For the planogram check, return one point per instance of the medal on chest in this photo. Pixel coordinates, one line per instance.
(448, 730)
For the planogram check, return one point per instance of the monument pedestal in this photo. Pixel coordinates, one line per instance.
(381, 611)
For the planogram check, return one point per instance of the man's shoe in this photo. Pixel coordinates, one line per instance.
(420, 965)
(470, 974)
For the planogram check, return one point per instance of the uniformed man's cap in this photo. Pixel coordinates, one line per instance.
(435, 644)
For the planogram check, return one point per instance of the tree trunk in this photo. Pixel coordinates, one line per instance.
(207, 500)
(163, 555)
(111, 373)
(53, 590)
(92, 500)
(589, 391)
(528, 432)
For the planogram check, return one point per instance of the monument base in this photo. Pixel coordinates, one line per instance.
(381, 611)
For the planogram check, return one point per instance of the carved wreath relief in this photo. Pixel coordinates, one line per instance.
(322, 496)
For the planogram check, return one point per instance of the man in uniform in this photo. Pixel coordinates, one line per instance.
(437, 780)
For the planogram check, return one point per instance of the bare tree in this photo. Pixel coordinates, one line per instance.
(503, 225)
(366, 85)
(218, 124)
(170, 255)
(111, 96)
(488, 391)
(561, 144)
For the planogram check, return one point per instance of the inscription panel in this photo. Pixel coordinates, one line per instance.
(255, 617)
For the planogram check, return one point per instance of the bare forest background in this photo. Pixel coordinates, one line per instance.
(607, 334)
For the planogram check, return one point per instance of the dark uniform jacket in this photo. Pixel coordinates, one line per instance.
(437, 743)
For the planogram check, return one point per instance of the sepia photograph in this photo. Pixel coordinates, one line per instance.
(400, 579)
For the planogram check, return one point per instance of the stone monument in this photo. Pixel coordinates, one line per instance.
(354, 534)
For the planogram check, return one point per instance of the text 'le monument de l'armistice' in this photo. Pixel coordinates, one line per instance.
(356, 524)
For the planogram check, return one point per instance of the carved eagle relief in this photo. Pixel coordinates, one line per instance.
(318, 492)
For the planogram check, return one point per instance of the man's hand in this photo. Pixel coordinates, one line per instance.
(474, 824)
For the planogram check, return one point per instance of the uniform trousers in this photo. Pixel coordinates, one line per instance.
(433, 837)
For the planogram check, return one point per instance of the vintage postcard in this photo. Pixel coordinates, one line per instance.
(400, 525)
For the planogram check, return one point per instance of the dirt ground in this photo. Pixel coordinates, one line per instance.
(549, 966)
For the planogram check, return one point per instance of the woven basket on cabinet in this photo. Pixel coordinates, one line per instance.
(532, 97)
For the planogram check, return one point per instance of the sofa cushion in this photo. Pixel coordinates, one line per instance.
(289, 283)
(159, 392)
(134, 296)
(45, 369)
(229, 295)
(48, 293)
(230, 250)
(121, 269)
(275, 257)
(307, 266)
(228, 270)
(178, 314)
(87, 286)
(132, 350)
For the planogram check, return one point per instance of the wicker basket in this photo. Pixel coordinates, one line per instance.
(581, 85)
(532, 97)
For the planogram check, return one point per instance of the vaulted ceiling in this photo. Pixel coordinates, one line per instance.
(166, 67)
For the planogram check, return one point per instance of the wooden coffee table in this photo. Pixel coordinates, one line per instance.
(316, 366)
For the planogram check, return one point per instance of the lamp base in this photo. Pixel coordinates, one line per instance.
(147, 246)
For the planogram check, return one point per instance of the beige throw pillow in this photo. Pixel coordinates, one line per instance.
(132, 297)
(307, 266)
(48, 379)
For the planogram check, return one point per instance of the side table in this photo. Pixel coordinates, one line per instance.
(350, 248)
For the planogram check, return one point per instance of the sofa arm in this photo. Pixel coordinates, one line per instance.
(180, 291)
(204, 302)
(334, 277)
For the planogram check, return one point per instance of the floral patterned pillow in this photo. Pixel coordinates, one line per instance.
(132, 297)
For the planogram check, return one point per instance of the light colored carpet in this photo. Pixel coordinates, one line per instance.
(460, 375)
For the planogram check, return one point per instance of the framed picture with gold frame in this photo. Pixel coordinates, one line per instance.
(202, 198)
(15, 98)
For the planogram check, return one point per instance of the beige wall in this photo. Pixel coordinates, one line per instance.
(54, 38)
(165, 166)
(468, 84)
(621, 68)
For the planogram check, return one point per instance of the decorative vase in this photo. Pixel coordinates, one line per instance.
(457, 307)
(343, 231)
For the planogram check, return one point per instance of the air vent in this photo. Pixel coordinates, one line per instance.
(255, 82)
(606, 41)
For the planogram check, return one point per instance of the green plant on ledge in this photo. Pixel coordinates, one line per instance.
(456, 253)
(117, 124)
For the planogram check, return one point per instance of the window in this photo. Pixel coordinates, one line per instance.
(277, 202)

============================================================

Every line of the listing should be reproduced exactly.

For the planogram check, return one point per instance of the medal on chest in this photo. Pixel coordinates, one line per instance.
(448, 730)
For the planogram check, return one point per instance of the monument pedestal in this photo. Pixel coordinates, one line per instance.
(381, 611)
For the planogram check, return one point per instance of the man's shoe in this photo. Pixel coordinates, one line per instance.
(420, 965)
(470, 974)
For the planogram check, return one point per instance of the uniformed man's cap in this photo. Pixel coordinates, one line per instance.
(435, 644)
For the planogram check, return one point per instance of the tree trunk in this photo. Pixel coordinates, one line per instance.
(207, 500)
(163, 555)
(111, 373)
(53, 590)
(92, 500)
(589, 391)
(528, 432)
For the planogram check, return one point per instance of the monument base in this photo. Pixel coordinates, one line per instance.
(381, 611)
For the planogram check, return one point per instance of the carved wreath relief in this photo. Pixel coordinates, one line per instance.
(322, 496)
For the planogram check, return one point per instance of the man in uniform in this photo. Pixel coordinates, one line per instance.
(437, 780)
For the planogram check, return one point per instance of the bare tree in this photo. Pixel coordinates, one line per instance.
(503, 225)
(366, 85)
(218, 124)
(170, 255)
(111, 96)
(488, 391)
(561, 144)
For the planogram check, return one point per instance of the inscription panel in this photo. Pixel coordinates, one line per instance.
(255, 617)
For the planogram check, return one point per instance of the bare forest background in this photo. Pixel coordinates, one line per instance.
(607, 334)
For the planogram check, return one point per instance of the dark uniform jacket in this photo. Pixel coordinates, one line per instance.
(437, 743)
For the planogram check, return one point per instance of the sepia photograph in this photo. Pixel coordinates, one line per instance.
(400, 579)
For the planogram check, return one point per instance of the stone monument in this photo. Pixel coordinates, one line per instance.
(354, 534)
For the planogram check, return one point per instance of the text 'le monument de l'armistice' in this photo. Pixel coordinates, one line per instance.
(356, 524)
For the planogram check, return one point per instance of the carved eagle relief in this photo. Pixel coordinates, one line per instance.
(318, 492)
For the planogram check, return one point per instance of the man's hand in this photo. Pixel coordinates, one line per instance.
(474, 824)
For the planogram check, return one point per instance of the uniform trousers in this photo. Pixel coordinates, one line per instance.
(433, 837)
For the planogram check, return one point per instance of the vintage postcard in this photo. Pixel coordinates, one line per instance.
(400, 525)
For the planogram check, return one point per instance of the dirt ground in this photo. Pixel coordinates, one line per instance.
(549, 966)
For the planogram check, return one point per instance of the woven basket on cabinet in this photo. Pixel coordinates, one line per instance.
(532, 97)
For the planogram check, return one point per instance of the sofa cushion in this photo. Pixel coordinates, one line per instance.
(289, 283)
(159, 392)
(134, 296)
(45, 369)
(229, 295)
(48, 293)
(230, 250)
(121, 269)
(275, 257)
(307, 266)
(228, 270)
(178, 314)
(87, 286)
(132, 350)
For the planogram check, return one point per instance of the wicker basket in this photo. Pixel coordinates, one line per instance.
(581, 85)
(532, 97)
For the planogram check, return one point per instance of the vaulted ceiling in this photo. Pixel coordinates, one line per instance.
(166, 67)
For the planogram check, return one point per instance of the wooden coffee table in this photo. Pixel coordinates, one line per instance.
(316, 366)
For the planogram check, return one point per instance of the lamp base in this photo. Pixel coordinates, one line per instance.
(147, 246)
For the planogram check, return one point per instance of the beige throw pillow in this photo. Pixel coordinates, one line per instance.
(132, 297)
(307, 266)
(48, 379)
For the planogram check, return one point per instance of the side table in this photo. Pixel coordinates, one line per instance.
(350, 248)
For the planogram check, return one point per instance of the sofa arm in this photo. Pixel coordinates, one line per instance.
(180, 291)
(204, 302)
(334, 277)
For the planogram check, return one point per instance of the floral patterned pillow in this photo. Pixel coordinates, one line per instance.
(132, 297)
For the planogram check, return one point per instance of the light colored carpet in this photo. Pixel coordinates, one line per instance.
(460, 375)
For the planogram check, return one point per instance of the framed picture with gold frame in this photo. Pixel coordinates, one line per instance.
(202, 198)
(15, 98)
For the planogram check, return one point per instance of the beige wall in this photo. Pixel coordinates, one line per instance.
(54, 38)
(165, 166)
(468, 84)
(621, 68)
For the planogram check, return one point per instance of the decorative vase in this photo. Pixel coordinates, one line per instance.
(457, 307)
(343, 231)
For the planogram check, return one point per instance of the air vent in this photo. Pixel coordinates, one line per instance.
(255, 82)
(606, 41)
For the planogram check, return one point per instance of the green plant on ledge in this photo. Pixel coordinates, one line per instance.
(456, 253)
(117, 124)
For the planogram check, return one point per instance of the window in this photo. Pixel coordinates, one line per instance.
(277, 202)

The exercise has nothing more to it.